## Fragmento de texto
Leo en una revista que la crítica destructiva supone del 30 al 40% de los temas de conversación. En EEUU, el reverendo Will Bowen se propuso hacer un experimento al respecto. Entregó a su congregación una pulsera morada que implicaba un reto: pasar 21 días sin quejarse, aunque se podían hacer comentarios negativos, siempre que fueran de forma respetuosa y con una solución. El resultado fue que sus feligreses, en vez de despotricar sin ningún fin, empezaron a resolver sus problemas, se sentían más unidos y felices. A raíz de esta prueba, Bowen ha escrito un libro, convertido ya en best seller, Un mundo sin quejas, y se han repartido ya más de 10 millones de pulseras.
Decido poner en marcha las enseñanzas de este buen hombre y me propongo pasar una semana entera sin quejarme. Que conste que estoy muy a favor de las protestas y que nada me gustaría menos que convertirme en ese tipo de personas avestruz, que esconden la cabeza y se niegan a ver los problemas. El, muchas veces mal entendido, pensamiento positivo ha provocado muchas miopías y desgracias. Creo firmemente que muchos de los logros y avances de la humanidad hay que agradecérselos a los protestones. Pero una cosa es la protesta dirigida a un fin y otra el pataleo improductivo, que no conduce a nada. Hace tiempo yo pensaba que si conducía a algo, el desahogo. Los bebés lloran cuando algo les molesta, incluso cuando no tienen frío, ni hambre y sus pañales están limpios, no sufren en silencio, y, consecuentemente, son más sanos y espontáneos que nosotros. Un día le expliqué esta teoría a una amiga, que se limitó a contestarme: “Los bebés también se cagan en los pantalones, pero nosotros no”. Desde hace algún tiempo he empezado a pensar que las quejas funcionan un poco como las nuevas tecnologías. Uno las sube a la nube, las almacena pero no las publica y ahí se quedan. Miles de quejas se apilan cada día en el storage de Quejigram, sin que nadie las atienda, ni las escuche y así, van encapotando nuestros cielos y nos obligan a vivir eternos días nublados.

## Enunciado escrito 1
Vuelve a escribir sin cambios las líneas del listado, desde la que contiene "tag the green and black race car" hasta el final del listado, con ambos extremos incluidos.
## Enunciado escrito 2
Prolonga el texto sobre las quejas a partir del punto en que termina.
El texto y el listado son independientes entre sí.

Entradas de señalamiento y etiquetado

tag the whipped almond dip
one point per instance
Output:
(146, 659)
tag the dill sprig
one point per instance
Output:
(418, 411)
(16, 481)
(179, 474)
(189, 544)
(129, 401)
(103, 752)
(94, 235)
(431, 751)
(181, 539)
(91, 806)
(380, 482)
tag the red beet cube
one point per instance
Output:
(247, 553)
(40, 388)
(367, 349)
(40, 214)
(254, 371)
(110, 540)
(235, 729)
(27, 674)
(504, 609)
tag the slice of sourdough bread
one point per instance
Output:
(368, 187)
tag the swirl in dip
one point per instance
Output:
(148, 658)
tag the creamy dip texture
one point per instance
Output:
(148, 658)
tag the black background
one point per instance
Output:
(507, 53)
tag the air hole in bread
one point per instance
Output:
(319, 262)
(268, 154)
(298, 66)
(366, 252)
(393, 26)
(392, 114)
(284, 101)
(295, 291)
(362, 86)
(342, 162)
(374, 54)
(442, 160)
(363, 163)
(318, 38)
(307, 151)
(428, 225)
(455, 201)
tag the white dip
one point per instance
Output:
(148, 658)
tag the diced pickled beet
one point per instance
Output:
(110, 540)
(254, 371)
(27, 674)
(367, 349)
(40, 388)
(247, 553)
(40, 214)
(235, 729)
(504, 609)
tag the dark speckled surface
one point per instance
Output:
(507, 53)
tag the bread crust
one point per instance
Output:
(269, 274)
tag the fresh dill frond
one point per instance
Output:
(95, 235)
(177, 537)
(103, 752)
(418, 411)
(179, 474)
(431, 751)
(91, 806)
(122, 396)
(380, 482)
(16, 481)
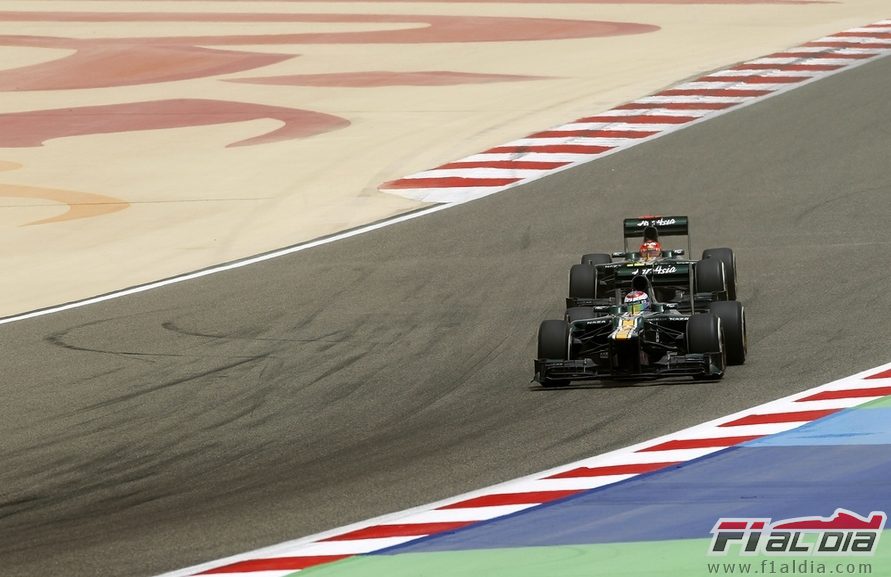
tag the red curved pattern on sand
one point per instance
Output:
(385, 78)
(559, 2)
(429, 28)
(80, 204)
(22, 129)
(121, 65)
(107, 62)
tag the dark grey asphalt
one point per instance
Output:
(385, 371)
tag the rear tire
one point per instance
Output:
(553, 343)
(704, 335)
(595, 258)
(710, 277)
(582, 281)
(726, 256)
(733, 321)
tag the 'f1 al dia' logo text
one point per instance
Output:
(844, 533)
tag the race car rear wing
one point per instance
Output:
(655, 227)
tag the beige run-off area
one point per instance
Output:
(141, 140)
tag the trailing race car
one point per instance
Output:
(645, 317)
(596, 276)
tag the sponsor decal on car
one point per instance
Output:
(657, 222)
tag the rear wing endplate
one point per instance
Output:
(652, 227)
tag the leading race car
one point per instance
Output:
(595, 276)
(644, 318)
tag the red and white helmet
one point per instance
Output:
(650, 250)
(637, 302)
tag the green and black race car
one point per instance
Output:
(689, 327)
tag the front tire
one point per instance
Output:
(733, 321)
(582, 281)
(704, 336)
(726, 256)
(553, 344)
(710, 278)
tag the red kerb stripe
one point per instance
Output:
(676, 105)
(882, 35)
(848, 394)
(511, 164)
(534, 497)
(446, 182)
(552, 148)
(700, 443)
(713, 92)
(754, 79)
(640, 119)
(791, 67)
(868, 45)
(274, 564)
(592, 134)
(827, 54)
(790, 417)
(632, 469)
(404, 530)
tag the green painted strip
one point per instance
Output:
(882, 403)
(678, 558)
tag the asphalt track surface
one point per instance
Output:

## Respuesta 1
tag the green and black race car
one point per instance
Output:
(689, 327)
tag the front tire
one point per instance
Output:
(733, 321)
(582, 281)
(704, 336)
(726, 256)
(553, 344)
(710, 278)
tag the red kerb stripe
one point per instance
Output:
(676, 105)
(882, 35)
(848, 394)
(511, 164)
(534, 497)
(446, 182)
(552, 148)
(700, 443)
(713, 92)
(754, 79)
(640, 119)
(791, 67)
(868, 45)
(274, 564)
(592, 134)
(827, 54)
(790, 417)
(632, 469)
(404, 530)
tag the green painted strip
one point per instance
Output:
(882, 403)
(678, 558)
tag the asphalt track surface
one point per instance
Output:

## Respuesta 2
Decido ponerme una pulsera para recordarme a mi misma que estoy en mi semana complain less. Es agosto y estoy en Madrid trabajando, mientras media España está de vacaciones. Mi pareja ha entonado el dicho “que trabaje Rita” y se ha ido al pueblo, aunque cada día me llama para saber cómo me va. Por supuesto, he decidido no hablar a nadie de mi experimento. El primero en sospechar que algo extraño ocurre es él. “¿Qué tal el día?”. “Bien”, le contesto. “¿Has trabajado mucho?”. “Lo normal”, le respondo. “Imagino que no habrás podido pegar ojo con el calor”. “No te creas, este verano está siendo muy llevadero”, continúo en este diálogo de ascensor y me doy cuenta que no quejarse elimina muchos temas de conversación. Tras dos días así me pregunta si estoy bien y si quiero que se pase por la ciudad porque me ve rara. Le digo que estoy perfectamente y que no hace falta que venga, pero se queda con la mosca detrás de la oreja.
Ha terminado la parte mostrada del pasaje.